TASK:
Copy the passage on bitcoin below word for word, starting with "Bitcoin, on the" and going on through "last five days.)".

Bitcoin, on the other hand, is a lousy medium of exchange, because its value bounces around like a toddler immediately after trick or treating. Who wants to use a currency where one day to the next, the cost of Pop-Tarts could fluctuate by 30%?

And as a store of value - i.e. an investment - well bitcoin sucks there too. Again, the price of bitcoin can fluctuate wildly from day to day and year to year. (Bitcoin is down 75% from its all-time high and is down 25% in the last five days.)

“Stocks suck too!” someone might protest. But at least stocks (in real companies, anyway) have the promise of future profits, cash flows and growth, of which you are entitled to your share as an owner.

Having said all this, you may or may not be aware of the latest complete, absolute, total annihilation of a crypto asset asshat.

This one’s name is Sam Bankman-Fried (SBF), the head of yet another crypto exchange, called FTX. He is a 30-year-old who is was a crypto billionaire until yesterday, when his estimated $15 billion went up in smoke. Yesterday, that amount fell to an estimated… WHO KNOWS? It might be zero.

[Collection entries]
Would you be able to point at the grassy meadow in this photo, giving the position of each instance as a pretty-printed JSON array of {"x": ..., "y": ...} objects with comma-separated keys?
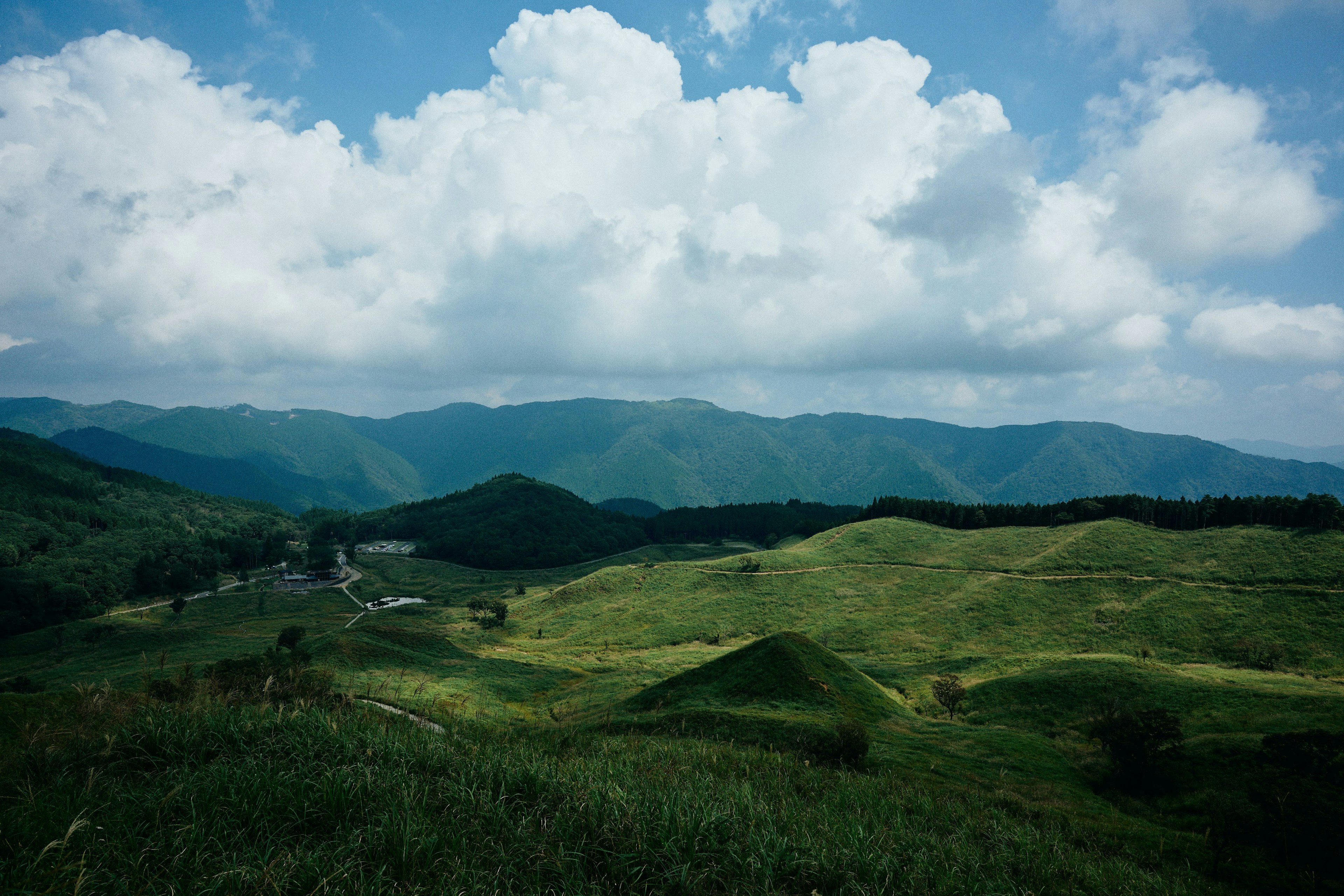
[{"x": 560, "y": 773}]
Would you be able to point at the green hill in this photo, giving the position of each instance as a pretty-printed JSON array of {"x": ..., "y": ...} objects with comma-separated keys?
[
  {"x": 218, "y": 476},
  {"x": 1238, "y": 633},
  {"x": 77, "y": 537},
  {"x": 509, "y": 523},
  {"x": 785, "y": 672},
  {"x": 687, "y": 453}
]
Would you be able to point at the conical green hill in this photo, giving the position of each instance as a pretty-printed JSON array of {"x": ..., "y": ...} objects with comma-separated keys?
[{"x": 785, "y": 672}]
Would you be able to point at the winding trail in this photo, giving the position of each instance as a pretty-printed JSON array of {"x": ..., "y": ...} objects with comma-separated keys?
[
  {"x": 195, "y": 597},
  {"x": 422, "y": 723}
]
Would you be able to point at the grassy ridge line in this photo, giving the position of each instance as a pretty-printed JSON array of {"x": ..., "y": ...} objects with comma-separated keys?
[
  {"x": 1230, "y": 555},
  {"x": 569, "y": 566},
  {"x": 1022, "y": 575},
  {"x": 211, "y": 794}
]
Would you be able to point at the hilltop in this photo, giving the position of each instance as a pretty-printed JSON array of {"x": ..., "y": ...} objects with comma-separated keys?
[
  {"x": 785, "y": 672},
  {"x": 686, "y": 453},
  {"x": 507, "y": 523},
  {"x": 78, "y": 537},
  {"x": 214, "y": 475},
  {"x": 678, "y": 652}
]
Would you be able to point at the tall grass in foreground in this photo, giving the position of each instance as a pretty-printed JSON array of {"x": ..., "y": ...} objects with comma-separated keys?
[{"x": 230, "y": 800}]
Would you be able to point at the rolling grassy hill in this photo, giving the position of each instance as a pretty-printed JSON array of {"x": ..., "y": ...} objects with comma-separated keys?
[
  {"x": 686, "y": 453},
  {"x": 1045, "y": 626}
]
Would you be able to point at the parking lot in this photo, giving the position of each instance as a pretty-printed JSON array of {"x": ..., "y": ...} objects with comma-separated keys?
[{"x": 389, "y": 547}]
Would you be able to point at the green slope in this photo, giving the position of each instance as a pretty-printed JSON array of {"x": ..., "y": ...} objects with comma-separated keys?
[
  {"x": 218, "y": 476},
  {"x": 314, "y": 453},
  {"x": 687, "y": 453},
  {"x": 690, "y": 453},
  {"x": 77, "y": 537},
  {"x": 46, "y": 417},
  {"x": 1042, "y": 625},
  {"x": 785, "y": 672},
  {"x": 509, "y": 523}
]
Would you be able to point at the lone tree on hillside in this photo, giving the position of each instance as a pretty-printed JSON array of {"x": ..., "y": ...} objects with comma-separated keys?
[
  {"x": 291, "y": 636},
  {"x": 1259, "y": 655},
  {"x": 949, "y": 691},
  {"x": 1136, "y": 742}
]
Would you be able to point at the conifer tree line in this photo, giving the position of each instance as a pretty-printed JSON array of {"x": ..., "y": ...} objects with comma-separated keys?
[{"x": 1315, "y": 511}]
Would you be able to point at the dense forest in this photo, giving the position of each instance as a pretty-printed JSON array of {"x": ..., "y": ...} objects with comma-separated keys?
[
  {"x": 506, "y": 523},
  {"x": 1316, "y": 511},
  {"x": 77, "y": 537},
  {"x": 764, "y": 523}
]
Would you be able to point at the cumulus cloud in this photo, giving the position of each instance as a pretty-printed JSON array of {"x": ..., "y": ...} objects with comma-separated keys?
[
  {"x": 1270, "y": 332},
  {"x": 579, "y": 217},
  {"x": 1195, "y": 178}
]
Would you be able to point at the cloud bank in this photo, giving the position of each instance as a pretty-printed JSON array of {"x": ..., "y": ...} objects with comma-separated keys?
[{"x": 577, "y": 217}]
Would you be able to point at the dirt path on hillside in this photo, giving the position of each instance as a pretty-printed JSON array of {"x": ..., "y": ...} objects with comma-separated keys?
[{"x": 1023, "y": 575}]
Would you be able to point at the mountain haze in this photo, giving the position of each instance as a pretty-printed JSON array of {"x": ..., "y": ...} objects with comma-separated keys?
[{"x": 685, "y": 453}]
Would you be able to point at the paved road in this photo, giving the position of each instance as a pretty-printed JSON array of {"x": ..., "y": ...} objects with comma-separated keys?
[{"x": 195, "y": 597}]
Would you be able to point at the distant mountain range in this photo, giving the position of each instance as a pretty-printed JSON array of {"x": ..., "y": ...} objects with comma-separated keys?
[
  {"x": 670, "y": 453},
  {"x": 214, "y": 475},
  {"x": 1283, "y": 450}
]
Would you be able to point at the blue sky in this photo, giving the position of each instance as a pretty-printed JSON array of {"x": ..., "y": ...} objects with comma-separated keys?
[{"x": 1048, "y": 244}]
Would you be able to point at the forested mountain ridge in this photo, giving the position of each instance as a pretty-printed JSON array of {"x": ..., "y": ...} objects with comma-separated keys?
[
  {"x": 687, "y": 453},
  {"x": 214, "y": 475},
  {"x": 507, "y": 523},
  {"x": 77, "y": 537}
]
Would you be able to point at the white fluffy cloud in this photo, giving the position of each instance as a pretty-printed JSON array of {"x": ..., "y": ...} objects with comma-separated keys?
[
  {"x": 1194, "y": 176},
  {"x": 579, "y": 217},
  {"x": 1270, "y": 332}
]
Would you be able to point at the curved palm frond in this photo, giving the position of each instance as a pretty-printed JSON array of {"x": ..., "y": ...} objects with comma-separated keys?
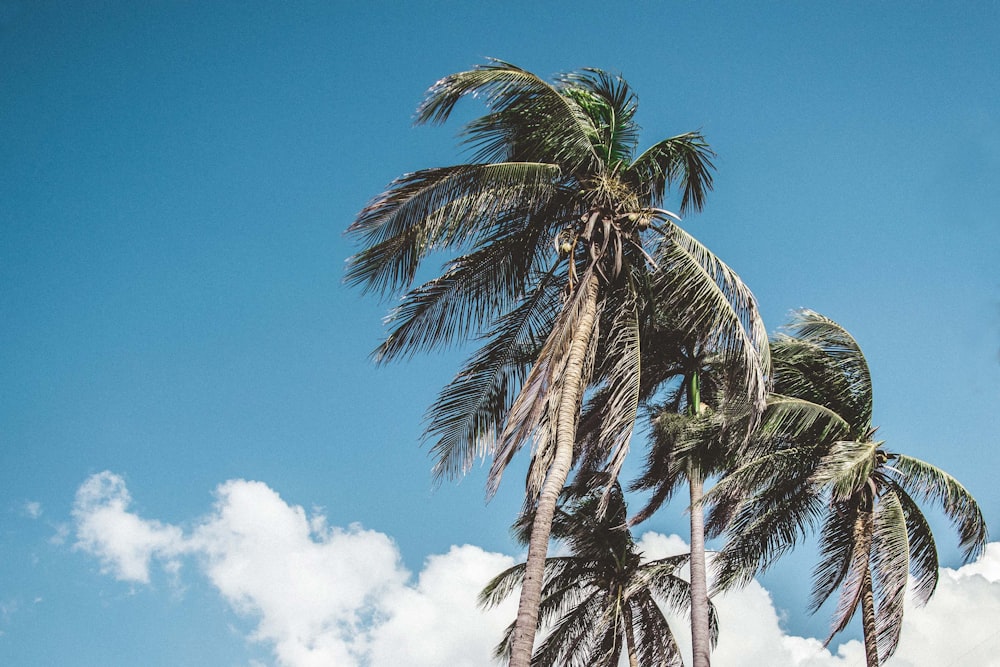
[
  {"x": 469, "y": 412},
  {"x": 933, "y": 484},
  {"x": 890, "y": 559},
  {"x": 441, "y": 208},
  {"x": 686, "y": 159},
  {"x": 708, "y": 297},
  {"x": 529, "y": 116},
  {"x": 923, "y": 549}
]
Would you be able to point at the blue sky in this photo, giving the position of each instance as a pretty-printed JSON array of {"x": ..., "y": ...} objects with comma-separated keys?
[{"x": 174, "y": 186}]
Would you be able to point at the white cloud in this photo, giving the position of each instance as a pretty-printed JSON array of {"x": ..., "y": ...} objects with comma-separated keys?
[
  {"x": 324, "y": 595},
  {"x": 429, "y": 624},
  {"x": 320, "y": 595},
  {"x": 32, "y": 509},
  {"x": 122, "y": 541}
]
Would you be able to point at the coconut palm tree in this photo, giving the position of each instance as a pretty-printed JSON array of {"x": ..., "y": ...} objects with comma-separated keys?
[
  {"x": 553, "y": 236},
  {"x": 600, "y": 601},
  {"x": 825, "y": 468},
  {"x": 690, "y": 444}
]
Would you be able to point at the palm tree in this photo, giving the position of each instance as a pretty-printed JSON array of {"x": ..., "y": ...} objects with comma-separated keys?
[
  {"x": 690, "y": 445},
  {"x": 601, "y": 599},
  {"x": 825, "y": 467},
  {"x": 553, "y": 235}
]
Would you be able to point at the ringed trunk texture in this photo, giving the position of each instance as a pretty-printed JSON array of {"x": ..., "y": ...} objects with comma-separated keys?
[
  {"x": 633, "y": 657},
  {"x": 868, "y": 620},
  {"x": 701, "y": 641},
  {"x": 562, "y": 461}
]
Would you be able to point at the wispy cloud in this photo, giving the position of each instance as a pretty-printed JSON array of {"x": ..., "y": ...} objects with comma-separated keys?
[{"x": 324, "y": 595}]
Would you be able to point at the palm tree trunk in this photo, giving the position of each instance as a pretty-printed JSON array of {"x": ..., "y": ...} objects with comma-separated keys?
[
  {"x": 701, "y": 643},
  {"x": 701, "y": 640},
  {"x": 562, "y": 461},
  {"x": 633, "y": 657},
  {"x": 868, "y": 620}
]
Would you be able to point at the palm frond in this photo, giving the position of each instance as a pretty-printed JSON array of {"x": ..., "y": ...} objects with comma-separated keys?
[
  {"x": 530, "y": 415},
  {"x": 529, "y": 116},
  {"x": 931, "y": 483},
  {"x": 820, "y": 361},
  {"x": 846, "y": 468},
  {"x": 440, "y": 208},
  {"x": 837, "y": 549},
  {"x": 923, "y": 549},
  {"x": 655, "y": 642},
  {"x": 685, "y": 159},
  {"x": 890, "y": 555},
  {"x": 708, "y": 297},
  {"x": 469, "y": 412},
  {"x": 622, "y": 378},
  {"x": 611, "y": 106}
]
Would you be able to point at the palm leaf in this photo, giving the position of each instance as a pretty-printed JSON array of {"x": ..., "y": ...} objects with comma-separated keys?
[
  {"x": 931, "y": 483},
  {"x": 686, "y": 159}
]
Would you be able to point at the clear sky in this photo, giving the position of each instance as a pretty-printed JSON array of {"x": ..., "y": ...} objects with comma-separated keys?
[{"x": 199, "y": 464}]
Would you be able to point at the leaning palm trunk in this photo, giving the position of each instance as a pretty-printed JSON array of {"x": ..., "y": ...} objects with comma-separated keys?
[
  {"x": 541, "y": 528},
  {"x": 700, "y": 633},
  {"x": 868, "y": 620},
  {"x": 633, "y": 657},
  {"x": 701, "y": 643}
]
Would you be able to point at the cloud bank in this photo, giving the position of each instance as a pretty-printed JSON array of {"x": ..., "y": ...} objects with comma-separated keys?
[{"x": 323, "y": 595}]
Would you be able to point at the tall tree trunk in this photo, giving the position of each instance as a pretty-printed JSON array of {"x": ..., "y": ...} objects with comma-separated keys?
[
  {"x": 868, "y": 620},
  {"x": 562, "y": 461},
  {"x": 633, "y": 656},
  {"x": 701, "y": 639}
]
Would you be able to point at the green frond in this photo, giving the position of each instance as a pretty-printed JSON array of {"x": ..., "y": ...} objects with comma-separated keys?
[
  {"x": 611, "y": 105},
  {"x": 464, "y": 421},
  {"x": 477, "y": 288},
  {"x": 837, "y": 550},
  {"x": 931, "y": 483},
  {"x": 923, "y": 548},
  {"x": 530, "y": 118},
  {"x": 847, "y": 468},
  {"x": 684, "y": 159},
  {"x": 708, "y": 297},
  {"x": 655, "y": 642},
  {"x": 792, "y": 419},
  {"x": 890, "y": 560},
  {"x": 818, "y": 360},
  {"x": 530, "y": 417},
  {"x": 441, "y": 208}
]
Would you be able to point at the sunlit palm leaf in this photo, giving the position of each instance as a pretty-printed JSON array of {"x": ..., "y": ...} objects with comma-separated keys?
[{"x": 933, "y": 484}]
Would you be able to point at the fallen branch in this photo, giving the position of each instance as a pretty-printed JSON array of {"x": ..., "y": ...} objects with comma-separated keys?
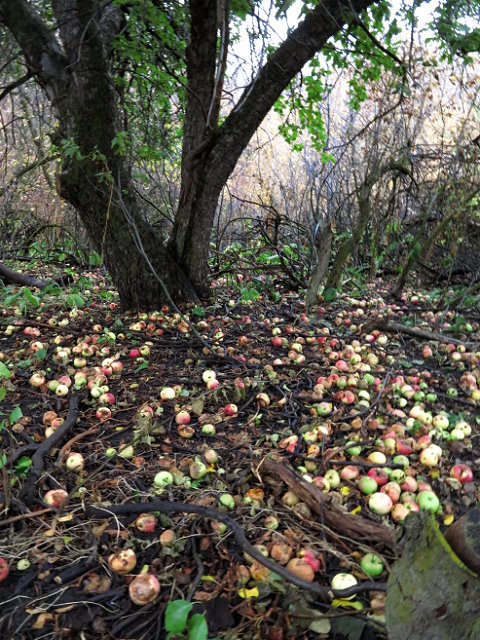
[
  {"x": 9, "y": 275},
  {"x": 27, "y": 493},
  {"x": 321, "y": 503},
  {"x": 164, "y": 506}
]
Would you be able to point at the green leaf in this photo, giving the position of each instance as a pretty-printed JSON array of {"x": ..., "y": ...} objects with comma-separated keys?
[
  {"x": 4, "y": 371},
  {"x": 15, "y": 415},
  {"x": 30, "y": 297},
  {"x": 197, "y": 627},
  {"x": 41, "y": 354},
  {"x": 320, "y": 625},
  {"x": 330, "y": 295},
  {"x": 23, "y": 465},
  {"x": 249, "y": 294},
  {"x": 176, "y": 615}
]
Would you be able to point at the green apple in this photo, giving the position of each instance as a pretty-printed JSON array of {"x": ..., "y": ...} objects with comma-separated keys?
[
  {"x": 428, "y": 501},
  {"x": 372, "y": 564},
  {"x": 367, "y": 485},
  {"x": 343, "y": 581}
]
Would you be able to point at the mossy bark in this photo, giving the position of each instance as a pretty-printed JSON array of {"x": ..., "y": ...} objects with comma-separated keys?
[{"x": 431, "y": 594}]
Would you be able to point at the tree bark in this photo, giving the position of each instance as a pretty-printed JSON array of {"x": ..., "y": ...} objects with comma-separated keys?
[
  {"x": 213, "y": 161},
  {"x": 431, "y": 594},
  {"x": 75, "y": 69},
  {"x": 324, "y": 247},
  {"x": 349, "y": 244},
  {"x": 94, "y": 178}
]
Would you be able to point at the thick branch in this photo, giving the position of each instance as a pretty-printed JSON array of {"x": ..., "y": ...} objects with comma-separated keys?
[
  {"x": 43, "y": 54},
  {"x": 288, "y": 60}
]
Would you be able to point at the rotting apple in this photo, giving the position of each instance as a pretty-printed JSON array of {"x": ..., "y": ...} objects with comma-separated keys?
[
  {"x": 75, "y": 462},
  {"x": 462, "y": 472},
  {"x": 367, "y": 485},
  {"x": 230, "y": 409},
  {"x": 183, "y": 417},
  {"x": 372, "y": 564},
  {"x": 343, "y": 581},
  {"x": 143, "y": 589},
  {"x": 55, "y": 498},
  {"x": 428, "y": 501},
  {"x": 4, "y": 569},
  {"x": 380, "y": 503},
  {"x": 123, "y": 561},
  {"x": 146, "y": 522}
]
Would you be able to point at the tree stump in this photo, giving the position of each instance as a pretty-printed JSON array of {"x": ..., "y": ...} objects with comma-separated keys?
[{"x": 431, "y": 593}]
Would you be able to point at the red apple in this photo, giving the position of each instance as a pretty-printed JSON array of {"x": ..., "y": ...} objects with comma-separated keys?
[
  {"x": 4, "y": 569},
  {"x": 230, "y": 409},
  {"x": 462, "y": 472},
  {"x": 143, "y": 589}
]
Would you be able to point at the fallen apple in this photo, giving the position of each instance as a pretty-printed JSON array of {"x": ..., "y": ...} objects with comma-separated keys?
[
  {"x": 372, "y": 564},
  {"x": 462, "y": 472},
  {"x": 428, "y": 501},
  {"x": 143, "y": 589},
  {"x": 343, "y": 581},
  {"x": 380, "y": 503},
  {"x": 4, "y": 569}
]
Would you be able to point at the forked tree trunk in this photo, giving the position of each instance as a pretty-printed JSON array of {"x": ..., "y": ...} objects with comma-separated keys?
[
  {"x": 349, "y": 244},
  {"x": 76, "y": 74}
]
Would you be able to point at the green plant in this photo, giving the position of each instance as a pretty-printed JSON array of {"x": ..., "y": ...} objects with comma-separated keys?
[{"x": 180, "y": 624}]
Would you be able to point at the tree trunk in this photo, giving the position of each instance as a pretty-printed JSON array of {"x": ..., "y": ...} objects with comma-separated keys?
[
  {"x": 348, "y": 246},
  {"x": 73, "y": 63},
  {"x": 324, "y": 247},
  {"x": 431, "y": 594}
]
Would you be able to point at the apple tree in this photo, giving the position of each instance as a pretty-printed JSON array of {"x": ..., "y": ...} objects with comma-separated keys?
[{"x": 88, "y": 57}]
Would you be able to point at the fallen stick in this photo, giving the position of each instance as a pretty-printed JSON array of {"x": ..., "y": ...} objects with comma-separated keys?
[
  {"x": 322, "y": 504},
  {"x": 164, "y": 506},
  {"x": 27, "y": 492}
]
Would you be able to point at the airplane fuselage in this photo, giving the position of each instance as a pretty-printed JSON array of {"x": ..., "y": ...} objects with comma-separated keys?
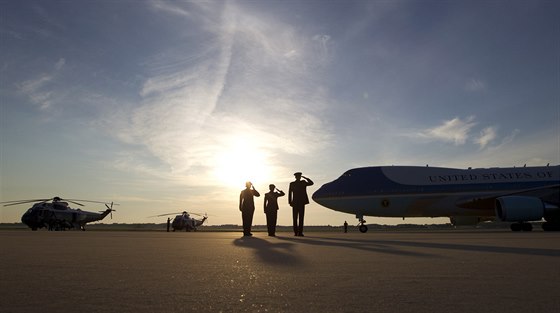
[{"x": 412, "y": 191}]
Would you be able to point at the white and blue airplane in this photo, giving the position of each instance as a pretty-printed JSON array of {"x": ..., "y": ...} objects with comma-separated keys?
[{"x": 466, "y": 196}]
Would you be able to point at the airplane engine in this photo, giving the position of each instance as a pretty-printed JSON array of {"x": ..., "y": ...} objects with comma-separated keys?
[{"x": 519, "y": 208}]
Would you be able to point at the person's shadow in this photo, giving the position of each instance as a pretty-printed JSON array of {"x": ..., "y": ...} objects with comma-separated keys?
[{"x": 280, "y": 253}]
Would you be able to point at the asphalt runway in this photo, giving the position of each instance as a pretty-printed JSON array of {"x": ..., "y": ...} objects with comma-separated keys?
[{"x": 385, "y": 271}]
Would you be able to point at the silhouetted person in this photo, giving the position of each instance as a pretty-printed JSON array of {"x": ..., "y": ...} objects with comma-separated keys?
[
  {"x": 271, "y": 208},
  {"x": 247, "y": 207},
  {"x": 297, "y": 198}
]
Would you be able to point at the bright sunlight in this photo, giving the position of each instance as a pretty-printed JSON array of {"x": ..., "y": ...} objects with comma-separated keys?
[{"x": 242, "y": 162}]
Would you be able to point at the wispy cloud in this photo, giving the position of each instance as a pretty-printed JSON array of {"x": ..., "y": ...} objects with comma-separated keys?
[
  {"x": 486, "y": 136},
  {"x": 455, "y": 130},
  {"x": 246, "y": 82},
  {"x": 38, "y": 89}
]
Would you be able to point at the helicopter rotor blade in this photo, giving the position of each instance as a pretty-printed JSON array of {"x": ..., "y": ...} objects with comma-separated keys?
[
  {"x": 71, "y": 201},
  {"x": 90, "y": 201},
  {"x": 16, "y": 202},
  {"x": 166, "y": 214}
]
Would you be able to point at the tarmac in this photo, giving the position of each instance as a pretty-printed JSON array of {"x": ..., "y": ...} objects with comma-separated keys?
[{"x": 381, "y": 271}]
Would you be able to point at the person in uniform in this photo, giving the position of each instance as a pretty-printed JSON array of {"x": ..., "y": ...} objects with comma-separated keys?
[
  {"x": 297, "y": 198},
  {"x": 271, "y": 208},
  {"x": 247, "y": 207}
]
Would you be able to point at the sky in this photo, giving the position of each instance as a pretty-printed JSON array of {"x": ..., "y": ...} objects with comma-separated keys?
[{"x": 165, "y": 106}]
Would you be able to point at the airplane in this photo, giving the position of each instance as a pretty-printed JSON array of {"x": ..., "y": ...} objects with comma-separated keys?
[
  {"x": 55, "y": 214},
  {"x": 466, "y": 196},
  {"x": 184, "y": 220}
]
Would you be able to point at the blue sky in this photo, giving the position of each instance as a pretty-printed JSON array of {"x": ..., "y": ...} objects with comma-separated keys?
[{"x": 163, "y": 106}]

ANSWER TO THIS EXERCISE:
Bitcoin, on the other hand, is a lousy medium of exchange, because its value bounces around like a toddler immediately after trick or treating. Who wants to use a currency where one day to the next, the cost of Pop-Tarts could fluctuate by 30%?

And as a store of value - i.e. an investment - well bitcoin sucks there too. Again, the price of bitcoin can fluctuate wildly from day to day and year to year. (Bitcoin is down 75% from its all-time high and is down 25% in the last five days.)